EXERCISE DETAILS:
Using the records below, quote only the span that opens with the line containing "The component shall locate the smiling man" and closes with the line containing "The component shall locate the alamy", exactly and inclusively.

────────────────────

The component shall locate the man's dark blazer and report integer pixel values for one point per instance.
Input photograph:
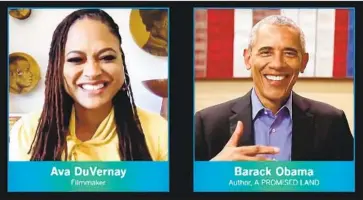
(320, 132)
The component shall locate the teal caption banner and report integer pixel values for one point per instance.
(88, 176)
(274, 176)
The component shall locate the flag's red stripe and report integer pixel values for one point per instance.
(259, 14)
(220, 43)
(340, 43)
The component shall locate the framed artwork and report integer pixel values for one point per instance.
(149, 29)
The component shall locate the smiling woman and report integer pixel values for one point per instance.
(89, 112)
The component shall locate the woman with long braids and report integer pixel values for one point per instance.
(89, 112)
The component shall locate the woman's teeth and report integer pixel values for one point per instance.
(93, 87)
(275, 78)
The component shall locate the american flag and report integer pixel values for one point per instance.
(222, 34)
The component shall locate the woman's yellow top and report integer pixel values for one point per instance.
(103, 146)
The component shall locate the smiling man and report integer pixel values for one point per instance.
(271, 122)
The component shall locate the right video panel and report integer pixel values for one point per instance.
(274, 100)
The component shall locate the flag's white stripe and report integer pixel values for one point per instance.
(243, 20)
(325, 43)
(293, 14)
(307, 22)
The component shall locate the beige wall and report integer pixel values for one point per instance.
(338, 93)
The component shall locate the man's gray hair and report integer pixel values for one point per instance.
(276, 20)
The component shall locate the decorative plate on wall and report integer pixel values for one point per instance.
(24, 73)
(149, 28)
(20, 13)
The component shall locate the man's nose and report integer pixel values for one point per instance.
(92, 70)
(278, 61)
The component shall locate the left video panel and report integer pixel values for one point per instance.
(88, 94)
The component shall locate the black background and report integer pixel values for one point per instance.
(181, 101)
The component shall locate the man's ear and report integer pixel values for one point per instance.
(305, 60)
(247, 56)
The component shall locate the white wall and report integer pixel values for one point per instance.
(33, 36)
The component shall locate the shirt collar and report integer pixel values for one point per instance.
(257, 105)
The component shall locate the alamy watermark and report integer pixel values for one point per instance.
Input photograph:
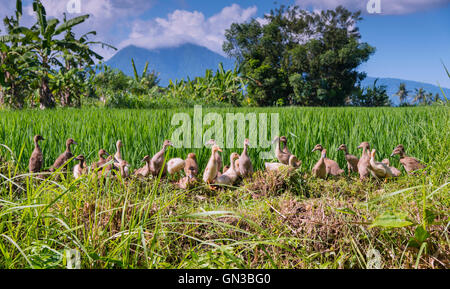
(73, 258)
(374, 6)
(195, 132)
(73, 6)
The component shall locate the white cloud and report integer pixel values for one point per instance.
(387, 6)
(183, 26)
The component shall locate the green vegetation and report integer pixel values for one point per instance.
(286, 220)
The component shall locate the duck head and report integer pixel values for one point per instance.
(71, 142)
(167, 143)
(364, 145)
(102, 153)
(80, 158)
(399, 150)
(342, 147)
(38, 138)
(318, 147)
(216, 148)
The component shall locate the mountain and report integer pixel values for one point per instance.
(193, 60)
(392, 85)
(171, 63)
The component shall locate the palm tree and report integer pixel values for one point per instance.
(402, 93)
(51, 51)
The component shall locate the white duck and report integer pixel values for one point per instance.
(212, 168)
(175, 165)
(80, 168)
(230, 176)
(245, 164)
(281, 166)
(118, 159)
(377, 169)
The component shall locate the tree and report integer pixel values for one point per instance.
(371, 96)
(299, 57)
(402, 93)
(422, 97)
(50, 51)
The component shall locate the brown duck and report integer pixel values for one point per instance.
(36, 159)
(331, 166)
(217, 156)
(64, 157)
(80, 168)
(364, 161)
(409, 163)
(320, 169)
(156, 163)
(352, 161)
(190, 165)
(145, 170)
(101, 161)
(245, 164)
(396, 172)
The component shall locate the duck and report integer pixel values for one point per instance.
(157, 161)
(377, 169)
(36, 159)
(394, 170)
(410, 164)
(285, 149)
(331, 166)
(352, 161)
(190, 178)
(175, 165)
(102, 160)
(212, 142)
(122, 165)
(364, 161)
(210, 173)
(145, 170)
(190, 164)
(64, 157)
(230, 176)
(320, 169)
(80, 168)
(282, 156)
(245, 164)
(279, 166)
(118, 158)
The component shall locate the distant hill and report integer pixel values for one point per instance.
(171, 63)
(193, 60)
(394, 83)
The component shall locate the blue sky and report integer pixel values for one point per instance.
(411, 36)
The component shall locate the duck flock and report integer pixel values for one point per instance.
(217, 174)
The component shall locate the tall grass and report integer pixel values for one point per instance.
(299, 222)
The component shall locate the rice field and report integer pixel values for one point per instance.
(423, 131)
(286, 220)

────────────────────

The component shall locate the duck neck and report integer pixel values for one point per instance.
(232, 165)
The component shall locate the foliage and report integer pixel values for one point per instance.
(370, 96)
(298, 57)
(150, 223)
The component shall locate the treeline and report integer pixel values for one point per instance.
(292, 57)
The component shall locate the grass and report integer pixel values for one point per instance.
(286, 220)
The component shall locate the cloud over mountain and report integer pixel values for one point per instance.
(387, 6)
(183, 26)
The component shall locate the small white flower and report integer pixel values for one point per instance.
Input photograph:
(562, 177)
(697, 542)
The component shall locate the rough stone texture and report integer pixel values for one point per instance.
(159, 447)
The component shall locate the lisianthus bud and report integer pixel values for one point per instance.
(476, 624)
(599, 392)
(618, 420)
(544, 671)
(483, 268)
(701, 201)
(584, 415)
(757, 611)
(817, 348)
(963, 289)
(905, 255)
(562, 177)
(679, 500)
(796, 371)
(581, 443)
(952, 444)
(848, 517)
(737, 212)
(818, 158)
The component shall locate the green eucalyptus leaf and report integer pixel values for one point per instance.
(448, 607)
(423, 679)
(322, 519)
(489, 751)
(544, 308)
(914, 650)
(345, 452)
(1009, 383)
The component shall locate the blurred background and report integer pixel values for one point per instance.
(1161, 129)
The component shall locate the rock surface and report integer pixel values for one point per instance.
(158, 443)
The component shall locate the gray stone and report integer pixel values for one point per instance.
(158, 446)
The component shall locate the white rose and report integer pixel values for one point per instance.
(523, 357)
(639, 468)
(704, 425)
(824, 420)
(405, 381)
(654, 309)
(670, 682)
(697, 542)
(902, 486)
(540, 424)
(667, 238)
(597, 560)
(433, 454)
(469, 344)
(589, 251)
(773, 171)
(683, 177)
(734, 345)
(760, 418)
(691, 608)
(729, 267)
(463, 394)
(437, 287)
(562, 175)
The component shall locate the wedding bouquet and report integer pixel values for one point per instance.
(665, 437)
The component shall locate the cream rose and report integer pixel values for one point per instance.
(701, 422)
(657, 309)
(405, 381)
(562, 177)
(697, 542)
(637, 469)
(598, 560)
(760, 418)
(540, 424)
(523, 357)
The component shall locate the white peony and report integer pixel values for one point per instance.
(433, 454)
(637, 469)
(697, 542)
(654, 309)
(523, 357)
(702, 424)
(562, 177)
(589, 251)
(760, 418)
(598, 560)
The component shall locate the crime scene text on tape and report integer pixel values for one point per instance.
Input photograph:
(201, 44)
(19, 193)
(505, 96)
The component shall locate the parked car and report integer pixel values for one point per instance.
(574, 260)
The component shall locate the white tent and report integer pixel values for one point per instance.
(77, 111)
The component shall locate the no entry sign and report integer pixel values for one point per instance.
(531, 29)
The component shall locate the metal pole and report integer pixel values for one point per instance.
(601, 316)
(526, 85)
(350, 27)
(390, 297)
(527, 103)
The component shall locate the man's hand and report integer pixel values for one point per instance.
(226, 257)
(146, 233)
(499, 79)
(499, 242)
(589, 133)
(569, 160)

────────────────────

RESULT BELOW:
The component shall locate the smiling man and report integer pixel values for one point per instance.
(271, 122)
The component shall locate the right video panel and report integer pixel values for one point per instance.
(274, 100)
The component shall locate the flag's white stripe and report integer pixel values for one point per instance.
(243, 20)
(325, 43)
(293, 14)
(307, 22)
The component shall locate the beige wall and report integer pixel values for one point per instance.
(338, 93)
The component shall locate the man's gray hair and report integer pixel values for one point per instance.
(276, 20)
The component shall locate the decorative plate on wall and report integer pixel values for one point per instance.
(24, 73)
(149, 28)
(20, 13)
The component shall locate the man's nose and report integer pixel values for one point per instance.
(92, 70)
(278, 61)
The component shall locate the left video panel and report integer pixel values for one point per instance.
(88, 94)
The component shall locate the black background and report integer pixel values for one point per instance.
(181, 101)
The component shall locate the man's ear and report integer pixel values for one point per instance.
(305, 60)
(247, 56)
The component shall locate the white wall and report integer pixel values for one point per instance.
(33, 36)
The component shall locate the shirt collar and report integer pixel values for one point per instance.
(257, 105)
The component shall locate the alamy watermark and report integer pixel values for one point per instance.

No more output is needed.